Point-per-instance localization data:
------

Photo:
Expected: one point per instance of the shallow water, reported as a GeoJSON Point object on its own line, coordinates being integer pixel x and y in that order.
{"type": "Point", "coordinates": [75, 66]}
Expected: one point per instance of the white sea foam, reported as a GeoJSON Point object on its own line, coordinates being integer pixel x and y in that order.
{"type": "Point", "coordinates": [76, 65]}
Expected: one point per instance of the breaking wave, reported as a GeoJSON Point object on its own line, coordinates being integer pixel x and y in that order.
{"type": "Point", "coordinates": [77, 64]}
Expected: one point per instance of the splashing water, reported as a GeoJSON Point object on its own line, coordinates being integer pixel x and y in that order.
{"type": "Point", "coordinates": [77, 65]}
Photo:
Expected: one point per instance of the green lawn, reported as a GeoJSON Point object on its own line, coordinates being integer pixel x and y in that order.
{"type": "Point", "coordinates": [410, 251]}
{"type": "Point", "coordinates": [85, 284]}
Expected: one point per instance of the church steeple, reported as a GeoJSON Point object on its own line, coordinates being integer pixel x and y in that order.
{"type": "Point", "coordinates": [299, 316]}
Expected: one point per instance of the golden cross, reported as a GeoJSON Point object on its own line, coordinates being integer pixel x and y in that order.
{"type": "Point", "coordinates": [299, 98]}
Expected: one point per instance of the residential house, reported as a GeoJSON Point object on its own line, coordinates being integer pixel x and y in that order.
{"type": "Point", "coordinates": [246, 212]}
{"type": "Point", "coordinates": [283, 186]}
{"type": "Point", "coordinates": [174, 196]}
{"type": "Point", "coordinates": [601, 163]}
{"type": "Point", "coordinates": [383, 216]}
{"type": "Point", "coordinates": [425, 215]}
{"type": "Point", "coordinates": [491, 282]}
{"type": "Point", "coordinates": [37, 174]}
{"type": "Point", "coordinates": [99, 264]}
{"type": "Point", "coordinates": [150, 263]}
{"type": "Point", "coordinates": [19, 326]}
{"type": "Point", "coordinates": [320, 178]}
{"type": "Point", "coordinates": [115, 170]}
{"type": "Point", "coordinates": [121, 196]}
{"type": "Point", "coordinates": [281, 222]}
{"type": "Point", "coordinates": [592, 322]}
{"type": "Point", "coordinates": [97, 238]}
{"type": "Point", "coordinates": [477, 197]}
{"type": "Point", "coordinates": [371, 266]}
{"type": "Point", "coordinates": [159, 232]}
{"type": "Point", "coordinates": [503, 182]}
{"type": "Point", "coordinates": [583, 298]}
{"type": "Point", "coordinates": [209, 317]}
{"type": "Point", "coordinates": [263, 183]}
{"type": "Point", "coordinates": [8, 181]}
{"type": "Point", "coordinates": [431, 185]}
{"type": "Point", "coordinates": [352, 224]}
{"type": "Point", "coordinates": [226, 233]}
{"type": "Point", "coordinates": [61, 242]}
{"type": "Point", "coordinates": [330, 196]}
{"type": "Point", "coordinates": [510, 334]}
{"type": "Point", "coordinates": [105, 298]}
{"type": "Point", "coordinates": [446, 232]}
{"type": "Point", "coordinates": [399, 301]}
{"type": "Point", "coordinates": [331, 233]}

------

**What to produce:**
Nothing in the records should differ from the original when you retype them.

**Response area:**
Photo:
Expected: one point per instance of the shallow water, reported as a GeoJSON Point object on its own line, coordinates being integer pixel x and y in that order.
{"type": "Point", "coordinates": [75, 66]}
Expected: one point per instance of the white sea foam, reported as a GeoJSON Point object on its own line, coordinates being integer pixel x and y in that order.
{"type": "Point", "coordinates": [76, 65]}
Expected: one point per instance of the breaking wave, reported as a GeoJSON Point object on its own line, coordinates being integer pixel x and y in that order.
{"type": "Point", "coordinates": [77, 64]}
Expected: one point per instance of the splashing water, reported as a GeoJSON Point object on its own line, coordinates being integer pixel x and y in that order.
{"type": "Point", "coordinates": [77, 65]}
Photo:
Expected: one point per instance of the green lawn, reported as a GeoJSON Point object on its own line, coordinates being integer pixel x and y in that order.
{"type": "Point", "coordinates": [410, 251]}
{"type": "Point", "coordinates": [85, 284]}
Expected: one point per instance of the church steeple, reported as a GeoJSON Point object on its own line, coordinates being integer pixel x and y in that order.
{"type": "Point", "coordinates": [299, 316]}
Expected: one point per instance of the golden cross, reported as a GeoJSON Point object on its own line, coordinates being integer pixel x and y in that order.
{"type": "Point", "coordinates": [299, 98]}
Expected: one point per instance of the residential house, reported as a GeoJSON Point object on its own line, coordinates being integer pixel x and y in that order.
{"type": "Point", "coordinates": [246, 212]}
{"type": "Point", "coordinates": [283, 186]}
{"type": "Point", "coordinates": [174, 196]}
{"type": "Point", "coordinates": [601, 163]}
{"type": "Point", "coordinates": [383, 216]}
{"type": "Point", "coordinates": [425, 215]}
{"type": "Point", "coordinates": [491, 282]}
{"type": "Point", "coordinates": [37, 174]}
{"type": "Point", "coordinates": [99, 264]}
{"type": "Point", "coordinates": [150, 263]}
{"type": "Point", "coordinates": [19, 326]}
{"type": "Point", "coordinates": [320, 178]}
{"type": "Point", "coordinates": [115, 170]}
{"type": "Point", "coordinates": [121, 196]}
{"type": "Point", "coordinates": [281, 222]}
{"type": "Point", "coordinates": [592, 322]}
{"type": "Point", "coordinates": [97, 238]}
{"type": "Point", "coordinates": [477, 197]}
{"type": "Point", "coordinates": [371, 266]}
{"type": "Point", "coordinates": [159, 232]}
{"type": "Point", "coordinates": [503, 182]}
{"type": "Point", "coordinates": [583, 298]}
{"type": "Point", "coordinates": [209, 317]}
{"type": "Point", "coordinates": [263, 183]}
{"type": "Point", "coordinates": [8, 181]}
{"type": "Point", "coordinates": [431, 185]}
{"type": "Point", "coordinates": [352, 224]}
{"type": "Point", "coordinates": [226, 233]}
{"type": "Point", "coordinates": [61, 242]}
{"type": "Point", "coordinates": [330, 196]}
{"type": "Point", "coordinates": [510, 334]}
{"type": "Point", "coordinates": [105, 298]}
{"type": "Point", "coordinates": [446, 232]}
{"type": "Point", "coordinates": [399, 301]}
{"type": "Point", "coordinates": [331, 233]}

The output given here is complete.